Problem requirements
Return the following lines and nothing else: the one holding "of the tall" and all those after it in the records below, unchanged, minus any pictures.

*** Extracted entries ***

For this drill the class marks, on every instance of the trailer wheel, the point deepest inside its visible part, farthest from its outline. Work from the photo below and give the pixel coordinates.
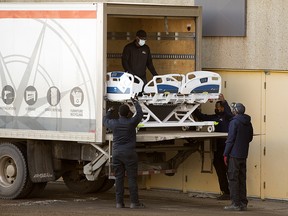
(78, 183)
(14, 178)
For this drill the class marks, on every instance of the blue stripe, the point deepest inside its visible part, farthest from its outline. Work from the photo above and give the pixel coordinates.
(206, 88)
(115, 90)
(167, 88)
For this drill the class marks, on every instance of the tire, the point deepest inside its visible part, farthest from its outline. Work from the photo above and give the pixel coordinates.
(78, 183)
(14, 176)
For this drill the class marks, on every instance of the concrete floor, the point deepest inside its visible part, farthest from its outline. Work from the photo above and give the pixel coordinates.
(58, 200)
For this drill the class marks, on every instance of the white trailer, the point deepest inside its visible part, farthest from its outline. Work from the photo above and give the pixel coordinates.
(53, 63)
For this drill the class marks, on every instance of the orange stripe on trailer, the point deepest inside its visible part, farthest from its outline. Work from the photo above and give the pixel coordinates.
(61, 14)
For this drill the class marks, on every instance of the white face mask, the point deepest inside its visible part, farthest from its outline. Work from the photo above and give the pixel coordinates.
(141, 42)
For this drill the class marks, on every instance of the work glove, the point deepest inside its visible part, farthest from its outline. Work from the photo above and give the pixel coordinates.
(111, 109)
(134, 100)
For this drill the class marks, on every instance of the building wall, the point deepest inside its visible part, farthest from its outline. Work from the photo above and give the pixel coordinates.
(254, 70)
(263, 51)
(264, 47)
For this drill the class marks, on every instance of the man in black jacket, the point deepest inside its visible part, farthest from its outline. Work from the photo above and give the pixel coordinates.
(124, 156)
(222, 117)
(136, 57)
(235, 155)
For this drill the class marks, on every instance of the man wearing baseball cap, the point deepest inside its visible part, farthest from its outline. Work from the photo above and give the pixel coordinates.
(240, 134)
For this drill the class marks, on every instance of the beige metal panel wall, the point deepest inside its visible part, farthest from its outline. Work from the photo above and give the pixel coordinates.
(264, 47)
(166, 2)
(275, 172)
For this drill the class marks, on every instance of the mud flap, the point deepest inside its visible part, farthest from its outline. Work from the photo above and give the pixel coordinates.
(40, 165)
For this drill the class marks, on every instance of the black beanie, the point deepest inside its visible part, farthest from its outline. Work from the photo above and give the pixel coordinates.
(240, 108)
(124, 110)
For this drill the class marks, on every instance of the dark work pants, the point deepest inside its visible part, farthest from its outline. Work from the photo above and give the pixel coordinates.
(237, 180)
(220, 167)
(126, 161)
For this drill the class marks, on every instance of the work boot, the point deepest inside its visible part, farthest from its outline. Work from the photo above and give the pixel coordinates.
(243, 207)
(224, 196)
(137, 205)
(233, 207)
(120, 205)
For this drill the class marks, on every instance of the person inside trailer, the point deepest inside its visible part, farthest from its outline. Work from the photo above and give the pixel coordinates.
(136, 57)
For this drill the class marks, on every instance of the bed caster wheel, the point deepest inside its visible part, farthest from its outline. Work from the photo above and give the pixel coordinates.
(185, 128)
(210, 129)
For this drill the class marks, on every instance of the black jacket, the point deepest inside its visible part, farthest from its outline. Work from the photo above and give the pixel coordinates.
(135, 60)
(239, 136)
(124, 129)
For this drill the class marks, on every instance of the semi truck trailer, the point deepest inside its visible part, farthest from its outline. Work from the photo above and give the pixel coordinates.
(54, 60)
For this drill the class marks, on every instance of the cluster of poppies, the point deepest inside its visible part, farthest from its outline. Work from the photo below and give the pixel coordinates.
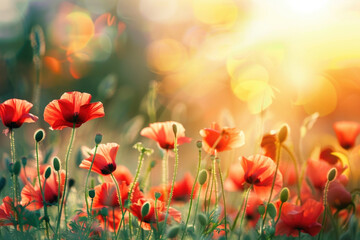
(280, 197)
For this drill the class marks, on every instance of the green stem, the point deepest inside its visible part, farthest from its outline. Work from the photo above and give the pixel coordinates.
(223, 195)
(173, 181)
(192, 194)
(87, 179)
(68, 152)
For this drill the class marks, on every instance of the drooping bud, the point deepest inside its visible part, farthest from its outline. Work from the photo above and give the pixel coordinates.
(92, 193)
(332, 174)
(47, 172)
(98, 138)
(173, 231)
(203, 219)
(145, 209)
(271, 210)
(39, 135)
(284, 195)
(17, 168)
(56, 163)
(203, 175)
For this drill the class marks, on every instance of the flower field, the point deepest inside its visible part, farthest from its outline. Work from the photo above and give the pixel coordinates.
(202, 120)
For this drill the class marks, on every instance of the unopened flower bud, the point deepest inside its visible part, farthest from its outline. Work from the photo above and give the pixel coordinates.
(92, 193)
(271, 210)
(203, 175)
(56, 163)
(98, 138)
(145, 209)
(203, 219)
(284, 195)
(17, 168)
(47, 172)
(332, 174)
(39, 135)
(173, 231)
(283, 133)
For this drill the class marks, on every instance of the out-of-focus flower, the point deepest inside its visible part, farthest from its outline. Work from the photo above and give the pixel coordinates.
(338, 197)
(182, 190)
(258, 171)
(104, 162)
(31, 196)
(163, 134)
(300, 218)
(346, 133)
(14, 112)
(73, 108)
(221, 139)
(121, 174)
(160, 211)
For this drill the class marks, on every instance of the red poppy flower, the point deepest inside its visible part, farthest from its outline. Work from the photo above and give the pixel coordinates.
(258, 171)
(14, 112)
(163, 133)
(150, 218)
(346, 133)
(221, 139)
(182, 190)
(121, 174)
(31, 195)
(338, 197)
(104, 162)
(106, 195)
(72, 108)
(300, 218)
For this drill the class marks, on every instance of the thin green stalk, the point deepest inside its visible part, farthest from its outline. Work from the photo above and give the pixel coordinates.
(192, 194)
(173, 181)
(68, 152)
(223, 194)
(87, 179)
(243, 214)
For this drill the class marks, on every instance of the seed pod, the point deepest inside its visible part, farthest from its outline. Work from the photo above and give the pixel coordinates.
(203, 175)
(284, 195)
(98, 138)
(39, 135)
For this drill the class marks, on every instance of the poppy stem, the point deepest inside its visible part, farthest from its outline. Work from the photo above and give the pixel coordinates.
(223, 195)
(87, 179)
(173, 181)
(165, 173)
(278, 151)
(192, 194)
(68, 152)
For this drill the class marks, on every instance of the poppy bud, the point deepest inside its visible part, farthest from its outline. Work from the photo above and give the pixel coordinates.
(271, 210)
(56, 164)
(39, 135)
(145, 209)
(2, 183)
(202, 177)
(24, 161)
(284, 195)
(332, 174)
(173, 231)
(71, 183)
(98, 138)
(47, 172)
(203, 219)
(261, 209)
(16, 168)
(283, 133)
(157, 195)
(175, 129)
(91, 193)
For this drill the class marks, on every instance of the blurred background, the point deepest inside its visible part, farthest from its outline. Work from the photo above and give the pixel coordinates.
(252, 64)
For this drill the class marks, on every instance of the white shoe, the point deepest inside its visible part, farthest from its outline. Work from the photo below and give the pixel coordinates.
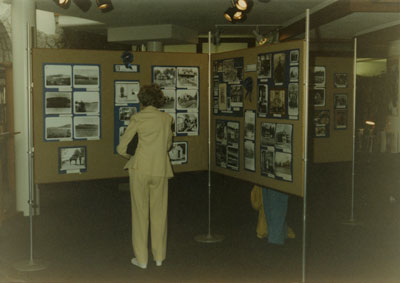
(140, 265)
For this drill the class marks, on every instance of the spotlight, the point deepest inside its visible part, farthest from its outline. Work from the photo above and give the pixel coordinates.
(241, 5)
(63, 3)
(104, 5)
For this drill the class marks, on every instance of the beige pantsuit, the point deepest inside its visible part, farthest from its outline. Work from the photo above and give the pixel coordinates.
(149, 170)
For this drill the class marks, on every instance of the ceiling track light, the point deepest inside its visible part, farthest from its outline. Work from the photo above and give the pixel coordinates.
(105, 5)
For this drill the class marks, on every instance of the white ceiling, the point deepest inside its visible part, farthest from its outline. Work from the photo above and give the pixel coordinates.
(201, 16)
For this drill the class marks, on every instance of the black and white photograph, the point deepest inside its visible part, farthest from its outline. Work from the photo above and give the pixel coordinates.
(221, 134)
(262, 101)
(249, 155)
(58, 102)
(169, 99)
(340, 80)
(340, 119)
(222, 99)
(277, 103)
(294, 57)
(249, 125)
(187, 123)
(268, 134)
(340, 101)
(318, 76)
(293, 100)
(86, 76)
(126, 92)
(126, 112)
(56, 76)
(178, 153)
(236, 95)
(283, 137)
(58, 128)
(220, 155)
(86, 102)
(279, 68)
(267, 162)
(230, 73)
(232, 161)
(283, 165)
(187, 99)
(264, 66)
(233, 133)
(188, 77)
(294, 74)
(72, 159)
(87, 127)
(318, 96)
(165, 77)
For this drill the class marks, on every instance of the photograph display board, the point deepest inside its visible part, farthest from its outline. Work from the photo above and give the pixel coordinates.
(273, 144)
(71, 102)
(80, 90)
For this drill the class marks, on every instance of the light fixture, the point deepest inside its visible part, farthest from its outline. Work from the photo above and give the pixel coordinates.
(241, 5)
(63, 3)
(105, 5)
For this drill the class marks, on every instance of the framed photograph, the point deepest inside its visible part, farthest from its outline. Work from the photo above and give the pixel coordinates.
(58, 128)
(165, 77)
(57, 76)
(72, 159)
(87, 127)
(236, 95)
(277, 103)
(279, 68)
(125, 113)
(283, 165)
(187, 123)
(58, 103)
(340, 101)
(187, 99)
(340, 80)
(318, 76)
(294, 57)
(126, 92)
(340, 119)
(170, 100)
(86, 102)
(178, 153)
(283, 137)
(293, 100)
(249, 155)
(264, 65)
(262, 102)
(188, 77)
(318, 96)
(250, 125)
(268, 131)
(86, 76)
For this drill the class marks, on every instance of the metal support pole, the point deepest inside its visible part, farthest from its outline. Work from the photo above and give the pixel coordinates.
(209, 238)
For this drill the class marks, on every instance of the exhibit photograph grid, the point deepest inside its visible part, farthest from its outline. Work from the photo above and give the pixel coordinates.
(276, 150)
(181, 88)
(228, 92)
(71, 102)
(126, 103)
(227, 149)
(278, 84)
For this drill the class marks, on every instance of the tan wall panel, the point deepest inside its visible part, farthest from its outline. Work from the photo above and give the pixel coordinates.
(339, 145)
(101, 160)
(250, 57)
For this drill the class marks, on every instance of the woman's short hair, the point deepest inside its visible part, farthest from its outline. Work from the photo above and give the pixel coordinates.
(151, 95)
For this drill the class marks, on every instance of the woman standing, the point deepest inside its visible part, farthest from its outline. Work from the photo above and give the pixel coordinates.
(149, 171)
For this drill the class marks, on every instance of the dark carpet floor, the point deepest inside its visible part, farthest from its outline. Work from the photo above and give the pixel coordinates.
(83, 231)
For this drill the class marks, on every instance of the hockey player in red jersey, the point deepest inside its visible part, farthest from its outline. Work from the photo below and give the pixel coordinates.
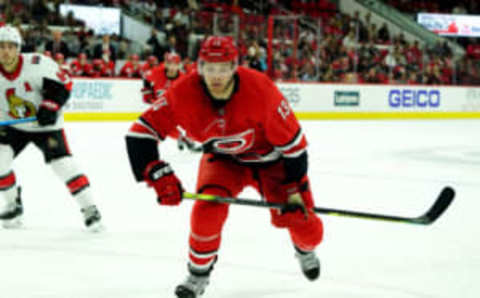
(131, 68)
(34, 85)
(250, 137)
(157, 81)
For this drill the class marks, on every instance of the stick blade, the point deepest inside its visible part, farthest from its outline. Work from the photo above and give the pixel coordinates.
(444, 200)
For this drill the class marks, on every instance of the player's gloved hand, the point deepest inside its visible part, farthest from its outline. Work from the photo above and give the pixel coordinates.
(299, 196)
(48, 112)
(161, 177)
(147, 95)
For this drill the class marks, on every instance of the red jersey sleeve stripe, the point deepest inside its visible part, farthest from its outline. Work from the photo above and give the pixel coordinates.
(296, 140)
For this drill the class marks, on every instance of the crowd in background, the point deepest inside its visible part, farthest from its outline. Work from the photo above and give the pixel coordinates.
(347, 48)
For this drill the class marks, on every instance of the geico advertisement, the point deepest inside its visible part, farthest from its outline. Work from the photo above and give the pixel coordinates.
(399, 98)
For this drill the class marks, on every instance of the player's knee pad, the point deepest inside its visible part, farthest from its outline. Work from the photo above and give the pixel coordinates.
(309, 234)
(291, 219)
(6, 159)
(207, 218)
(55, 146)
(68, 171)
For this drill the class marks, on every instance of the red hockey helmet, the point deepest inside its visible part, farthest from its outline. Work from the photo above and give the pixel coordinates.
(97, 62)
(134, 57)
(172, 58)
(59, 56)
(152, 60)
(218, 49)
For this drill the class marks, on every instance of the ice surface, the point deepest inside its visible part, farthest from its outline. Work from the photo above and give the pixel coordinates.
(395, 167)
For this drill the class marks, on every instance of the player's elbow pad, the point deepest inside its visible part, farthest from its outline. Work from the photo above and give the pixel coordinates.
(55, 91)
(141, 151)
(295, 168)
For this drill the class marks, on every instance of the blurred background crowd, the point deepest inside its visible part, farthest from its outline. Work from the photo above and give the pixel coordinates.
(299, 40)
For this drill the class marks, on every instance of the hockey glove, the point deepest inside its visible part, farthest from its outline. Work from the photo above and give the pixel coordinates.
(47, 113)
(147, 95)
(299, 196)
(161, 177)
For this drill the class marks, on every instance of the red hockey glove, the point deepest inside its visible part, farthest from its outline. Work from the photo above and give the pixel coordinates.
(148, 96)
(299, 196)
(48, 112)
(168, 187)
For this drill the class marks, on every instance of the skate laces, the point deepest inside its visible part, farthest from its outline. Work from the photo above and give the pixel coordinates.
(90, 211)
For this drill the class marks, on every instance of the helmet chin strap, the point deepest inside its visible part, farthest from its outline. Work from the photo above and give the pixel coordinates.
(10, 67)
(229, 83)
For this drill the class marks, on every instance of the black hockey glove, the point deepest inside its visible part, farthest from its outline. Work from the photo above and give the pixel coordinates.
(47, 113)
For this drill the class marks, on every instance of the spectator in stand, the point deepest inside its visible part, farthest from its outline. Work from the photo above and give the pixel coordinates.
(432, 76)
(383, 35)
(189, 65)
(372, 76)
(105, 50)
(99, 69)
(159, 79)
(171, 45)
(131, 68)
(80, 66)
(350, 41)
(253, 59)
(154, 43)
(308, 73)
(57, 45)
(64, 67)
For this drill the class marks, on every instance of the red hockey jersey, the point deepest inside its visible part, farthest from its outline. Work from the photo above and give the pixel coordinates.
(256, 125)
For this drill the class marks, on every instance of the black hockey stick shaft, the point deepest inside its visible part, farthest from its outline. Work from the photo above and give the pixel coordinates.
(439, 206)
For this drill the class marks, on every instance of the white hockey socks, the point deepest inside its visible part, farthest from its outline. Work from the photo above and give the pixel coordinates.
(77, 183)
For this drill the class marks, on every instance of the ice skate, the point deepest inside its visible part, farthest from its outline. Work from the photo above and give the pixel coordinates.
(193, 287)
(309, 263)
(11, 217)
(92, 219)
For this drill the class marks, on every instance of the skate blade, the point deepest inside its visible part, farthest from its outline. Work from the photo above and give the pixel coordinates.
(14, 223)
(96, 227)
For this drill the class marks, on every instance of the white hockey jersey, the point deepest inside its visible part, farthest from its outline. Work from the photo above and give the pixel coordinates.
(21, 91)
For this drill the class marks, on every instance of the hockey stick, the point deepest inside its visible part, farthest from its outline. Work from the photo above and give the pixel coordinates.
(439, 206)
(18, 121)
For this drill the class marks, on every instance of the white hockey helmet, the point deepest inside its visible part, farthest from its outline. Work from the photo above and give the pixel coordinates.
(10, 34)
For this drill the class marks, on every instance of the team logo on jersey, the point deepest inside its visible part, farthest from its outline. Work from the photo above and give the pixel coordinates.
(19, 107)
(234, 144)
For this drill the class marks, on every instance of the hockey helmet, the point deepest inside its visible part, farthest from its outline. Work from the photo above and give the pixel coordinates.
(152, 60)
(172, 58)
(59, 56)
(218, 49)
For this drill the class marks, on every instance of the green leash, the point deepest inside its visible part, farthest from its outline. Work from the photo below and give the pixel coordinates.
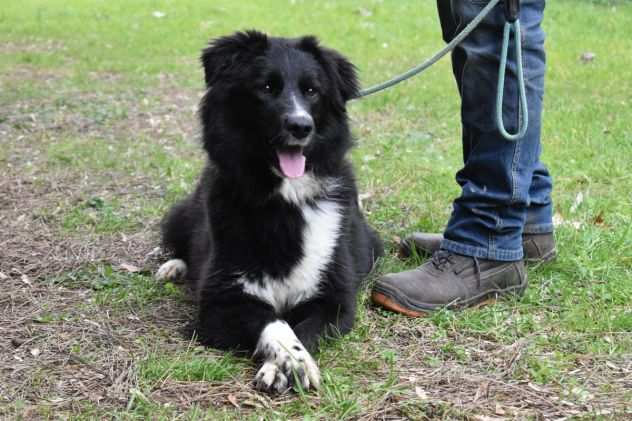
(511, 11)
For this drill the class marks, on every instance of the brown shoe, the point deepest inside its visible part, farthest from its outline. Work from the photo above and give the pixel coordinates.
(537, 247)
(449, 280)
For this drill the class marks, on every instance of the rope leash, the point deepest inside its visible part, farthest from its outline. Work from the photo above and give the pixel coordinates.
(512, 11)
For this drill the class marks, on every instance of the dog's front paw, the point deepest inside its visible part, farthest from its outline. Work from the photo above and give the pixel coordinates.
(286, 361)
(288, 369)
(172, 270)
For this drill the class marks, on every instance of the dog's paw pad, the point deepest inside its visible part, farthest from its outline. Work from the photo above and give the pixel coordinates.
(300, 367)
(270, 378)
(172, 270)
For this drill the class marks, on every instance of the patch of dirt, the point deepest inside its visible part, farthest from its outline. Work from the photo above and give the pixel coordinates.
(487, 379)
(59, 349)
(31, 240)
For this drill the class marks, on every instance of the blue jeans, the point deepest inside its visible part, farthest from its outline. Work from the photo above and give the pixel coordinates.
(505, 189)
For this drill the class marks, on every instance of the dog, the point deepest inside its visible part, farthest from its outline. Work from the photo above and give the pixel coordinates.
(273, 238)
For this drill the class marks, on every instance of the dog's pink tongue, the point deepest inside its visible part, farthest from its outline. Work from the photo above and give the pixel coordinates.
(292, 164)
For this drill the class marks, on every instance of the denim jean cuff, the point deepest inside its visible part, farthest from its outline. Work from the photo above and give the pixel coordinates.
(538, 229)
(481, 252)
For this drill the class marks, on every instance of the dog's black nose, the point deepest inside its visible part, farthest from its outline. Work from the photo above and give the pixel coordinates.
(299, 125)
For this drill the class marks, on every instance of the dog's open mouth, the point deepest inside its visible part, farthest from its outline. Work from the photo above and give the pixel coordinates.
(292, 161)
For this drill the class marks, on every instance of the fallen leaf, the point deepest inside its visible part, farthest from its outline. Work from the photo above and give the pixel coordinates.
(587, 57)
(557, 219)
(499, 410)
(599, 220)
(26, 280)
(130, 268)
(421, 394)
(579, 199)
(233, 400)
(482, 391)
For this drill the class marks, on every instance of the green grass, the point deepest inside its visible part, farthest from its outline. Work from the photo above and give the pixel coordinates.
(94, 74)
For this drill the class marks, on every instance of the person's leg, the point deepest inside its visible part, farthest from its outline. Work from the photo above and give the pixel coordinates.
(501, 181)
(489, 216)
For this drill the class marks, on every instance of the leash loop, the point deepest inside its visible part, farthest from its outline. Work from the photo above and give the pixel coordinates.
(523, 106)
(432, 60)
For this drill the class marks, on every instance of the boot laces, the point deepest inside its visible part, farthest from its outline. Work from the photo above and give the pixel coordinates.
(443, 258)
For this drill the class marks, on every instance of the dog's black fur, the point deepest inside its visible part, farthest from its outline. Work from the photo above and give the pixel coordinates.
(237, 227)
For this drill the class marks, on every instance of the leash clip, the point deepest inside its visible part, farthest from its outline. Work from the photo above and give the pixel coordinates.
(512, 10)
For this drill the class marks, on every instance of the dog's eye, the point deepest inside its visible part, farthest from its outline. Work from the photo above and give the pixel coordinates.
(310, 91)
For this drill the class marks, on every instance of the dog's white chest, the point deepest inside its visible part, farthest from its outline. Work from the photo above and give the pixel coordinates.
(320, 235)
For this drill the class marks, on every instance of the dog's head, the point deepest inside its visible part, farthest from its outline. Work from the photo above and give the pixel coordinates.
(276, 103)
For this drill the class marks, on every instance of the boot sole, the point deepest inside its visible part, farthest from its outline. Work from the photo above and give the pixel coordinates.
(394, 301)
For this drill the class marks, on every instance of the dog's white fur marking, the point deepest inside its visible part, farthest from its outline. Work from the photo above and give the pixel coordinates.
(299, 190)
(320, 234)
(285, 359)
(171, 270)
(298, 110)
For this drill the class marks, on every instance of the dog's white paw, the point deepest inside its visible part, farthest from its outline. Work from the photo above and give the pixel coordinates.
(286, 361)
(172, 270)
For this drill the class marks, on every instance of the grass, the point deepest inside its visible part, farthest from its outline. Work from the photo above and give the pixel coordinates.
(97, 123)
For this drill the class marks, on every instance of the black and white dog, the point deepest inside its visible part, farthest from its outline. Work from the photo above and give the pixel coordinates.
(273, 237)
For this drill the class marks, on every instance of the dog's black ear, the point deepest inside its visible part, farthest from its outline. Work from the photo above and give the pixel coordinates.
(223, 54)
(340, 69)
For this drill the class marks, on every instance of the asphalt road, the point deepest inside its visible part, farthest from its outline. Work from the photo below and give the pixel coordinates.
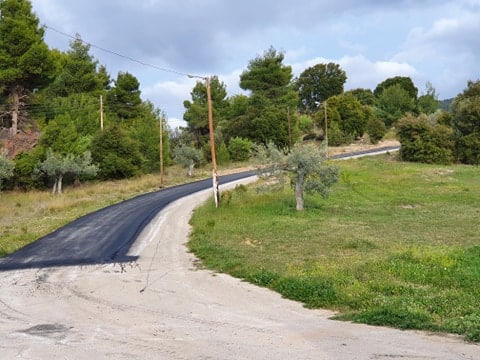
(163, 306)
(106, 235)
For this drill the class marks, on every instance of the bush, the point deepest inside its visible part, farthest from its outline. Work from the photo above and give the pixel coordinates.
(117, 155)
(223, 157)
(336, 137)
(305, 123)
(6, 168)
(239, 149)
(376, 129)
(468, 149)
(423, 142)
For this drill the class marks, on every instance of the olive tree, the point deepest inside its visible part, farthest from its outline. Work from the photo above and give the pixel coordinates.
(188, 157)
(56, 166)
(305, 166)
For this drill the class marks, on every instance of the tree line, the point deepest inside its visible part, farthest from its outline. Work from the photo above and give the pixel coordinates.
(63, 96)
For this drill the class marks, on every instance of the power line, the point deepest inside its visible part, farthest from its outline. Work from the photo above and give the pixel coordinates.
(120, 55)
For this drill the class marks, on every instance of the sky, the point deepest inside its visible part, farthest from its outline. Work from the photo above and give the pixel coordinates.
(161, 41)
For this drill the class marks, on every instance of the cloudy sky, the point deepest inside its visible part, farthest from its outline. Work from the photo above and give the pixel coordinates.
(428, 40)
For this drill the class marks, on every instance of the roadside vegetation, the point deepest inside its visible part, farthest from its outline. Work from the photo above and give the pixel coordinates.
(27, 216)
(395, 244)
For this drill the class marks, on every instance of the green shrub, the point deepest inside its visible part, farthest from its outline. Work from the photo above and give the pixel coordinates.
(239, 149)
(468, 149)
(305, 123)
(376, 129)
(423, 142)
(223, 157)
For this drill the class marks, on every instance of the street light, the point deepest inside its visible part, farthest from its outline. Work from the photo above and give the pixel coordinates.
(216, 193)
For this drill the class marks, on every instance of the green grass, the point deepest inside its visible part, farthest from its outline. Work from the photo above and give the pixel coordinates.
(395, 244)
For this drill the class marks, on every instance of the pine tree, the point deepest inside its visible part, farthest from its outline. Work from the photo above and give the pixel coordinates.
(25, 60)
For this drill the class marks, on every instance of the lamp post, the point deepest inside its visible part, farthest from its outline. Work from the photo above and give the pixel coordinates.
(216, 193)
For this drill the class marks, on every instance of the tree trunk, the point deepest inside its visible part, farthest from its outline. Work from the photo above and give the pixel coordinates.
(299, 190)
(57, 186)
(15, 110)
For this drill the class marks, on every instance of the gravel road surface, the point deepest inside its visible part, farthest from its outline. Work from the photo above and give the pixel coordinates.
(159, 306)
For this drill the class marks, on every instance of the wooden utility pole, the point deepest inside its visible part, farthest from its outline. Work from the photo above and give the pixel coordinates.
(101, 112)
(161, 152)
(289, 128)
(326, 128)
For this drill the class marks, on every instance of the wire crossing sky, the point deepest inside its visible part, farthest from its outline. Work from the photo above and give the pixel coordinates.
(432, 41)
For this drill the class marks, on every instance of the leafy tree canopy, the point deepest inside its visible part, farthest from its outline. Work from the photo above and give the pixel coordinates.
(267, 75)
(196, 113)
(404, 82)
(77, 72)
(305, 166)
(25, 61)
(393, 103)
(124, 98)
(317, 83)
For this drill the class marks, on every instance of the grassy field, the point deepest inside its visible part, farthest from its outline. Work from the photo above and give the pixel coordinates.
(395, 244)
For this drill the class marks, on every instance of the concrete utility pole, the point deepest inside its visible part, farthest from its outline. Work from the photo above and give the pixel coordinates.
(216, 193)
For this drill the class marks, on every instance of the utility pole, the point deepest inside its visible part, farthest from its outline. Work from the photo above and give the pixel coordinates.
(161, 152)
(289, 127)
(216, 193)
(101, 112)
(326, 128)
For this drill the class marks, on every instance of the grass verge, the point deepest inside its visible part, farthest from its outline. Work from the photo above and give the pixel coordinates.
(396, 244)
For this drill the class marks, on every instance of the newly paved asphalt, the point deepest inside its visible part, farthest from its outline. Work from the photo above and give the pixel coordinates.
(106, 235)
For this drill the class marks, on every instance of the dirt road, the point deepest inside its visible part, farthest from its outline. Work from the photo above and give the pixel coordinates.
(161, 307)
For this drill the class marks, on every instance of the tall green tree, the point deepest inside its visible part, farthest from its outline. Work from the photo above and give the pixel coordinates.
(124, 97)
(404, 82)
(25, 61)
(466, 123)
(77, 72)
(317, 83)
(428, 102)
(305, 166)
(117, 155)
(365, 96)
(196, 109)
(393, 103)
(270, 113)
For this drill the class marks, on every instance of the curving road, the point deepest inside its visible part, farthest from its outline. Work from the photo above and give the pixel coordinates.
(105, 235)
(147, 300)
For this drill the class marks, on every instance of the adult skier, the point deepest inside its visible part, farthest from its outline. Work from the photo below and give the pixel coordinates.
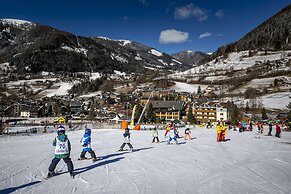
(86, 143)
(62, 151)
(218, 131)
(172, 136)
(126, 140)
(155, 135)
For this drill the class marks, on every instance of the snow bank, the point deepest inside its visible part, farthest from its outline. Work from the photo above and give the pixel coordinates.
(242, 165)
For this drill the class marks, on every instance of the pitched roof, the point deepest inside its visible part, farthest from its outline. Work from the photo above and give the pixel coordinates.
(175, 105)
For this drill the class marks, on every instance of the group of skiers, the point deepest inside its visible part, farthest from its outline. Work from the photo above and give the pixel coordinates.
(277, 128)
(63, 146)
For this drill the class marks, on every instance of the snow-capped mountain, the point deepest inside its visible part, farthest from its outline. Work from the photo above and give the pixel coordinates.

***

Result of this task
For this drill the class marks, on every instance of the tall green tree, the point deepest inside its visible part, farthest from its outline. Work from the photo above and give the pixel coordinates.
(124, 97)
(404, 82)
(25, 61)
(466, 123)
(77, 72)
(317, 83)
(428, 102)
(305, 166)
(117, 155)
(365, 96)
(196, 109)
(393, 103)
(270, 113)
For this drill the class marks, on every instance of the curving road, the point deepest inside its visible part, farthest from its outline. Work from the photo above and give the pixel coordinates.
(105, 235)
(147, 300)
For this drill the class marks, on every instance of the adult skier, the point deepest inside its visible part, farthest from its outline. Work from the photo below and give the pixel coordinates.
(86, 143)
(62, 151)
(218, 131)
(172, 136)
(126, 140)
(155, 135)
For this drill the class marks, on every instance of the snow bank, the point deepest inside its visible part, farthest from its outline. Work from the photo above and give the pixel coordinates.
(242, 165)
For this drill the class marks, on every instance of the pitched roof, the point deepest inside its visible part, farthest from its outline. Work from the photo above and give the pixel coordinates.
(175, 105)
For this drill the class marks, on every instance of the group of skiers, the point deepest inside its visible part, farthest from its outline. Work from the photo above and give the pixel coordinates.
(277, 128)
(63, 146)
For this drill the class marks, on every instance of the snow-capped mountain, the point deepest inside its visible part, farthest from its outline. Work from the photo above and give the pixel coordinates.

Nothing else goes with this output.